--- EXTRACTED RECORDS ---
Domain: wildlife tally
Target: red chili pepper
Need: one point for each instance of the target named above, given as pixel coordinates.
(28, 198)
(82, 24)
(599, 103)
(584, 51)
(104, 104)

--- EXERCISE AIM ---
Can you give the items as a JSON list of strings, one string per line and no strings for blank lines?

--- REPLY TO THE TASK ---
[
  "Domain: wildlife tally",
  "Target: red chili pepper",
  "Need: one point for each instance of the target named above, given as pixel coordinates.",
  "(28, 198)",
  "(82, 24)",
  "(599, 103)",
  "(584, 51)",
  "(104, 104)"
]